Actions demandées »
1. D'après le texte sur le financement de l'économie sociale et solidaire, quelles organisations organisent l'événement parallèle consacré à l'intégration de l'ESS dans l'Agenda du Financement du Développement ?
2. Poursuivez le texte sur le financement de l'économie sociale et solidaire en reprenant après sa dernière phrase.

Texte fourni »
================

Le RIPESS vient de publier le document de travail intitulé « Mise en œuvre des Recommandations de l’ONU sur le Financement de l’Économie Sociale Solidaire : Propositions pour une approche organisationnelle intermédiaire générique» qui présente dans les grandes lignes comment ces recommandations des Nations unies pour financer l’ESS peuvent atteindre les communautés locales de la manière la plus efficace et la plus démocratique possible, grâce à une approche organisationnelle générique d’intermédiation qui soutient le développement des écosystèmes de l’ESS aux niveaux national et territorial. Le document répond à la nécessité de relier, d’une part, les efforts des BMD et autres BPD qui se regroupent autour du mouvement Finance in Common Summits (FiCS) pour s’aligner sur les ODD, et, d’autre part, les recommandations des Nations Unies appelant ces institutions à soutenir l’ESS comme moyen de contribuer à la réalisation des ODD. Cette approche sera discutée avec les BMD et les autres BPD à Séville et au-delà, notamment lors d’un événement parallèle sur l’«Intégration de l’Économie Sociale et Solidaire dans l’Agenda du Financement du Développement et son Suivi» organisé par le RIPESS, le Fonds Mondial pour le Développement des Villes (FMDV) et le UNTFSSE, en collaboration avec le ministère du Travail et de l’Économie sociale de l’Espagne, l’Unité solidaire du ministère du Travail de la Colombie et le Réseau ibéro-américain des gouvernements pour la promotion de l’économie sociale et solidaire (RIFESS).

================

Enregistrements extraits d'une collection

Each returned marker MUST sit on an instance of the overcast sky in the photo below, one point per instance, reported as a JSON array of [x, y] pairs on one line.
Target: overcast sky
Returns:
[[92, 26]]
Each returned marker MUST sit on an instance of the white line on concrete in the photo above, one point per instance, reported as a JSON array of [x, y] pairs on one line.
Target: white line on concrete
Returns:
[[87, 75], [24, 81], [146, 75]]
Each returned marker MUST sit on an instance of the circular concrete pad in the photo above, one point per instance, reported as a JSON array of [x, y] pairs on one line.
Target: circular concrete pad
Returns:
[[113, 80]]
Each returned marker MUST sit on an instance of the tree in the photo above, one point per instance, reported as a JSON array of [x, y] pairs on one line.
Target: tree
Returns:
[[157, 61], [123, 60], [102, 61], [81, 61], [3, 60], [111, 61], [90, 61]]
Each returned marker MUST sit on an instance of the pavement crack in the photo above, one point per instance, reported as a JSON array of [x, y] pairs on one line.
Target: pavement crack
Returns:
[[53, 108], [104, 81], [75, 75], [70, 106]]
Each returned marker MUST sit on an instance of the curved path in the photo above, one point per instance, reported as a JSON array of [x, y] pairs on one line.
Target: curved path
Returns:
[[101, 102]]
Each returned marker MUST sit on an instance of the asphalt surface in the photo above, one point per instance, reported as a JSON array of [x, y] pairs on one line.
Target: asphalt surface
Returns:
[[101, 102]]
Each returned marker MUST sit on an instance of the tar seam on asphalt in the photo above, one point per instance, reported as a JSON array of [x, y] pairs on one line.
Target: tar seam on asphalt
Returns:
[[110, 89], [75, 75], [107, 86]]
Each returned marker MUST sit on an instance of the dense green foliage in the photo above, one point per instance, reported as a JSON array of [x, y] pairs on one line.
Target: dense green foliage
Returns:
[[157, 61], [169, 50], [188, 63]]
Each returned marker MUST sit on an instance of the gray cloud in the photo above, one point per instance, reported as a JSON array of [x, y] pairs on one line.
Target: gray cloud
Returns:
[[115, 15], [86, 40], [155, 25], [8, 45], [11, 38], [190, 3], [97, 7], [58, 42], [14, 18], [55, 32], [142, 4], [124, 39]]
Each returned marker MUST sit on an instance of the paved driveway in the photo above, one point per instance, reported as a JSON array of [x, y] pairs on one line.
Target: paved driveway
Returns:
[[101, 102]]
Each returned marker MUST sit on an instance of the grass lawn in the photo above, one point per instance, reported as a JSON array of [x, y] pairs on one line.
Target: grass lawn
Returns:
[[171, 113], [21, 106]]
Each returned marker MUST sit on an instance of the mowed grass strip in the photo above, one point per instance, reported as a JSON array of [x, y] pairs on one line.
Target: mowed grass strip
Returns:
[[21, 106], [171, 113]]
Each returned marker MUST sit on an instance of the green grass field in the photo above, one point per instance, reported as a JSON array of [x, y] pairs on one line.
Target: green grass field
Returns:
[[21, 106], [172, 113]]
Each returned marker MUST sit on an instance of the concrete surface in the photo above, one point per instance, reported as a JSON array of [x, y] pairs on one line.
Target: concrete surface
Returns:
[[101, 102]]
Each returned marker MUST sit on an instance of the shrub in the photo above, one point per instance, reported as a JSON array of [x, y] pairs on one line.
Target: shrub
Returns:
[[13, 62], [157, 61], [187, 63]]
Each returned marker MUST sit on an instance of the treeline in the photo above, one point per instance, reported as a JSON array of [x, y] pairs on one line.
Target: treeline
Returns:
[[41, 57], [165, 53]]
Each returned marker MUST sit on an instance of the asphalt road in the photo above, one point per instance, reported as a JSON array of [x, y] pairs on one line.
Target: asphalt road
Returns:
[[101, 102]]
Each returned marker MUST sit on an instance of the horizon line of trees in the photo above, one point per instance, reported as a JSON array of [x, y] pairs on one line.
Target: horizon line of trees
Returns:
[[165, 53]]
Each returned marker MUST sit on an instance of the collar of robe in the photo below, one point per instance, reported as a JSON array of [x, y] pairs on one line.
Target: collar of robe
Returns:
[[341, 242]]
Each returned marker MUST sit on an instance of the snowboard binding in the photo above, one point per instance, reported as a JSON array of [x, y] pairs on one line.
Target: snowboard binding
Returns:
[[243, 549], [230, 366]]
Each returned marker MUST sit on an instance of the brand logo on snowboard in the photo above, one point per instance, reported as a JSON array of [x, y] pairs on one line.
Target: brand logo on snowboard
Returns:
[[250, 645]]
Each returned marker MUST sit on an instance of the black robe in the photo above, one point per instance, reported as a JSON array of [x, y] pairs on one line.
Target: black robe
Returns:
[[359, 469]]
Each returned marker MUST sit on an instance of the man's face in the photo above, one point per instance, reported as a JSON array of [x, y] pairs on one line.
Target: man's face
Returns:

================

Réponses attendues »
1. Le RIPESS, le Fonds Mondial pour le Développement des Villes (FMDV) et le UNTFSSE.

2.
Divisions Nord-Sud non résolues sur les questions macro-systémiques
Le Compromiso de Sevilla comporte d’autres avancées qui vont dans le sens de l’ESS, telles que l’augmentation des investissements dans l’économie des soins, l’investissement dans la création d’emplois décents à grande échelle, l’extension des systèmes/socles de protection sociale, y compris « unappel à la communauté internationale pour qu’elle aide les pays en développement à assurer un financement prévisible, adéquat et ininterrompu, à des conditions appropriées, de la protection sociale et d’autres dépenses sociales essentielles en cas de chocs et de crises » (paragraphe 54,h). Il y a également un « appel aux acteurs concernés pour qu’ils développent des marchés de gestion des risques complète et d’assurance, avec des solutions pour les petits exploitants agricoles, y compris les femmes agricultrices, les coopératives, les micros, les petites et moyennes entreprises et les autres parties prenantes, afin de les protéger contre les risques liés à la production, la volatilité des prix, les effets des catastrophes et les effets néfastes des changements climatiques ». Paragraphe 32.e). Des mécanismes de partage des risques ont été mis au point par des entités de l’ESS, mais il reste à voir si les « acteurs concernés » seront principalement motivés par la recherche du profit, ou s’ils mettront en œuvre dessolutions fondées sur une véritable solidarité, ce qui nécessiterait probablement un financement public du développement dont l’intervention ne devrait pas être conçue pour socialiser les risques afin de protéger les profits de la finance privée.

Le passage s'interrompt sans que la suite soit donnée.